• _Task to carry out_
In the article on player predictions below, what was the final score when the Jets won Super Bowl III?

Summary:
"We're gonna win the game, I guarantee it." Do you recognize that quote? If you don't, you should.
"We're gonna win the game, I guarantee it."
Do you recognize that quote? If you don't, you should. This is probably the greatest prediction ever made by a player, in a time when player predictions actually meant something. Who is the player, you ask? None other than Joe Namath, predicting the outcome of Super Bowl III. The New York Jets were facing off against the Baltimore Colts and were 10-point underdogs. The brash young QB would follow through on his prediction, winning 1969's big game 16-7. His boldness was innovative and would be copied time and again throughout sports history by some of the game's greatest athletes. Recently, however, this trend has gotten a little out of hand.
"I know we goin' win. I know we goin' bust they ass. Tomorrow night is the last game here in this building this year. Y'all can quote me, put it back page, front page, whatever."
Now I know most of you know who this is. It's Detroit's Rasheed Wallace giving his usual playoff prediction. This prediction came after a Game Three loss to the Cleveland Cavaliers and Lebron James. Rasheed was pretty much explaining, in his own crazy language, that the Pistons would defeat the Cavs in Game Four and wrap up the series back home in Game Five. Wallace's predictions have become so common that writers have coined the phrase 'guaransheed' to explain his constant predictions. This is Wallace's fourth such prediction and there is one problem. The Pistons lost Game Four. This forces me to bring forth the ultimate question; do player predictions mean anything anymore?
I have thought long and hard about this topic and came up with a checklist of sorts to see if this 'guaransheed' actually constitutes a meaningful prediction.
First off, if you are trying to be bold and make a prediction, you or your team must be the underdog in the contest.
Nope. Sorry Rasheed, but your team is the heavy favorite to win the NBA Championship. This in no way constitutes the Detroit Pistons as the underdog against the fourth seed Cleveland Cavaliers. No one on this Pistons team should be making any guarantees, unless they find themselves down in a playoff series, and that is very unlikely to happen now.
Second, what does a guarantee mean if the game that is being predicted is not the championship? My answer: absolutely nothing.
You have come up short once again Rasheed. This is the second round of the playoffs, not even the Conference Finals. Save your predictions for that round, or even better, the NBA Finals. A second round prediction, especially when your team is up 2-1 games, means absolutely nothing to me.
Finally, make sure you come through with solid play in the game you made a prediction about. There is nothing more embarrassing than predicting a victory and then having a less than stellar performance. Ask Seahawks TE Jeremy Stevens, he'll tell you.

• _Data segment_

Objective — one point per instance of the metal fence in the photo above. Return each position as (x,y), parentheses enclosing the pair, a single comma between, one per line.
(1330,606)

• _In response_
16-7